**Stored data**

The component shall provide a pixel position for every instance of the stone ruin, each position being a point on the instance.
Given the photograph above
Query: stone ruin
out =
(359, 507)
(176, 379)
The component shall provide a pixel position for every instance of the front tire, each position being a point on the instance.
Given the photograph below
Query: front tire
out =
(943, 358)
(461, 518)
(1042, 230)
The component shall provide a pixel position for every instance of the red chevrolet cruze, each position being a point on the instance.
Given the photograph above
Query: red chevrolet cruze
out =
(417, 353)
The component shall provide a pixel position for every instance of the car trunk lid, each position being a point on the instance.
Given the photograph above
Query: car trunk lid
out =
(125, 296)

**What to work on**
Write all of the records out again exactly.

**Answer below**
The component shall provide a pixel position for every instance of the stone ruin, each position being a point on the instance.
Given the photograph above
Query: stone ruin
out =
(359, 507)
(176, 379)
The component shall provide a pixel position for every instance of the front tire, each position being a point on the instance.
Given the photograph below
Query: front tire
out =
(943, 358)
(461, 518)
(1042, 230)
The component shall provide a pixel position for every instance of the red chevrolet cruze, each position being a point on the instance.
Given the photograph above
Query: red chevrolet cruze
out =
(417, 353)
The component shall provide a pixel position for every instance of the car trunk lid, each position being a point on the instance.
Given the photograph above
Query: car trunk lid
out =
(125, 296)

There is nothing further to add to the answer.